:: EXCERPT TO READ ::
'''

As expected, the sensor response amplitudes were larger in the presence of the tumor tissue in respect of the same mass of healthy tissue. Indeed, tumor cells exhale more VOCs than the healthy ones because of a higher growth rate and, consequently, an accelerated metabolism of the former in respect to the latter.

Despite the poor selectivity and discrimination power exhibited by the STN sensor for the sample types considered here, the other three sensors (ST25, W11, and mainly TiTaV) were instead able to distinguish healthy from tumor samples, with a different selectivity (Figure 2b): This gives a key rationale to design sensors with better and better sensitivity and discriminating power.

In general, the sensitivity (TPR) and specificity (TNR) of the performance of a binary classification test are defined as:

$$TPR=\frac{TP}{P}TNR=\frac{TN}{N}$$

(3)

where $P$ is the number of subjects of the total, $N_t$, that are positive to the test, $N_t-P=N$ are the negative ones (control subjects), and $TP$ and $TN$ are the number of true positives and true negatives (to the test), respectively. This approach cannot be applied here, because the population of $N_t$ subjects are all positive, i.e., affected by CRC tumors, and from these patients, an intestine piece was surgically removed from which both a tumor and healthy sample were isolated. Therefore, strict interpretation of $TPR$ and $TNR$ is meaningless here, since no measures were performed on healthy subjects. It is still possible to give an estimate of these parameters, reinterpreting them on the basis of the PCA analysis (Figure 3) if $P$ is considered the number of tumor samples and $N_t-P=N$ the number of healthy control samples. On the basis of Figure 3, excluding the points outside the confidence ellipses and considering the points inside the common area as false positives and false negatives, the sensitivity and specificity results are $TPR=66.6\%$ and $TNR=69.2\%$. These values must be considered with caution, since PCA is a qualitative method to classify data and, in general, an accurate evaluation of sensitivity and specificity requires much larger samples than the one presented here.

These results were quite encouraging considering the strong limits of the measurements performed: First of all, the tumor mass extracted after surgery was limited because of the necessity to perform a histological analysis for cancer staging. Moreover, the samples were composed of different kinds of healthy connective tissue and intestine cells—fat, red, and white blood cells, floral bacteria, feces residues, and neoplastic cells—possibly in different development stages, making it impossible even to distinguish healthy samples from tumor ones, despite the high quality of their microscope images (Figure S1, Supplementary Materials). Another limitation is due to the possible tissue damage occurring during the elapsed time between surgery and the experimental session (see Section 2).

5. Conclusions

This paper is intended as a feasibility study to find the most suitable sensors and statistical analysis to discriminate as well as possible between the VOCs exhaled by tumors and healthy samples. The set of nanostructured chemoresistive sensors—ST25, W11, and TiTaV—employed in this study proved to be capable of discriminating between healthy and tumor-affected biopsies, and even able to distinguish their grade of differentiation. These encouraging results will be followed by a wider study, which will involve many more cases and broaden the ongoing collaboration with pathologists. The final goal is the future development of pre- and post-screening devices that could add to existing methods, such as conventional colonoscopy, to improve tumor detection.

6. Patents

The Scent B1 device is patented in Italy with patent number: 102015000057717 [11].

'''

:: SUPPLIED ENTRIES ::

'''

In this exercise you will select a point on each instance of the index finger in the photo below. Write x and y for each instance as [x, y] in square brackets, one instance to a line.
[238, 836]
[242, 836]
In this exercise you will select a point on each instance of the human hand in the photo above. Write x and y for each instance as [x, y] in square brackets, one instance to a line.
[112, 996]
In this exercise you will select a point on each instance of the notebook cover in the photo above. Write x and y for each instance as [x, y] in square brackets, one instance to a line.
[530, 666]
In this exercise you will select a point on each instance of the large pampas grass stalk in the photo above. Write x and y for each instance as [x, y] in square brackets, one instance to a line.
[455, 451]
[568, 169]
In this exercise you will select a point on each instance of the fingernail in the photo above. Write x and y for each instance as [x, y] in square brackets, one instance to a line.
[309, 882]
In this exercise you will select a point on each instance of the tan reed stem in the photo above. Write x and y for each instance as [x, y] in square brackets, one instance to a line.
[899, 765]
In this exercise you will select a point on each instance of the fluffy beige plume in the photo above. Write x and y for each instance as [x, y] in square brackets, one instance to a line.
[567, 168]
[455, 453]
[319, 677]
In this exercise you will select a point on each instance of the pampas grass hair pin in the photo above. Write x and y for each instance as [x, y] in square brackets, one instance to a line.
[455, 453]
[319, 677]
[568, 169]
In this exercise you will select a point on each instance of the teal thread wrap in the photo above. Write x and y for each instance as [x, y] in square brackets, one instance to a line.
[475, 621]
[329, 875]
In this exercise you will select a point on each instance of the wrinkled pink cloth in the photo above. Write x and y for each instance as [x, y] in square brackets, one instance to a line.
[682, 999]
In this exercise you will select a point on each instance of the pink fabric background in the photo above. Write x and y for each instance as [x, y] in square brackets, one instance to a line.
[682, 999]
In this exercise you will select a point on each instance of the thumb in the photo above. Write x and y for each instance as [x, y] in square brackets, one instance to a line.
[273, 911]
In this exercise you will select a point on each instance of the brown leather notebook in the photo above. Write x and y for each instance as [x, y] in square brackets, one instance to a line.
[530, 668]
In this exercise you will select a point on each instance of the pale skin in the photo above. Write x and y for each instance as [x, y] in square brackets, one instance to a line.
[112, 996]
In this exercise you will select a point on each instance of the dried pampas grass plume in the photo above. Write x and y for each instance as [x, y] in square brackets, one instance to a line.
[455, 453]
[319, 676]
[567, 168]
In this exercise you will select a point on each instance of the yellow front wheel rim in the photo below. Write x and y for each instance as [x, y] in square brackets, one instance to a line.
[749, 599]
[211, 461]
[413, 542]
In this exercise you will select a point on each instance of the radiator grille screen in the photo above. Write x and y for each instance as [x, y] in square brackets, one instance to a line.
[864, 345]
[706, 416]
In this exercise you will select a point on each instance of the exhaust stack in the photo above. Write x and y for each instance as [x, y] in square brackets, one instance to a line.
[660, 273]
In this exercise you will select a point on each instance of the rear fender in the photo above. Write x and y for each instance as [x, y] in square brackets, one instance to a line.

'''

:: WHAT TO PRODUCE ::
From the excerpt on sensors that tell tumor tissue from healthy tissue, copy the stretch from "Despite the poor" through "and discriminating power.".

:: YOUR SOLUTION ::
Despite the poor selectivity and discrimination power exhibited by the STN sensor for the sample types considered here, the other three sensors (ST25, W11, and mainly TiTaV) were instead able to distinguish healthy from tumor samples, with a different selectivity (Figure 2b): This gives a key rationale to design sensors with better and better sensitivity and discriminating power.